Prompt: The response must consist of all the records, retyped exactly.

Data to examine START

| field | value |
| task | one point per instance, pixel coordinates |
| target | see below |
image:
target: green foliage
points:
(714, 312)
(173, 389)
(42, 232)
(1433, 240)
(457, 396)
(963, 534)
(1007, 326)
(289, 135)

Data to examine END

Written response:
| field | value |
| task | one point per instance, pixel coordinates |
| target | see below |
image:
target: green foliage
points:
(714, 312)
(173, 389)
(42, 232)
(1433, 240)
(457, 396)
(963, 534)
(1007, 326)
(289, 135)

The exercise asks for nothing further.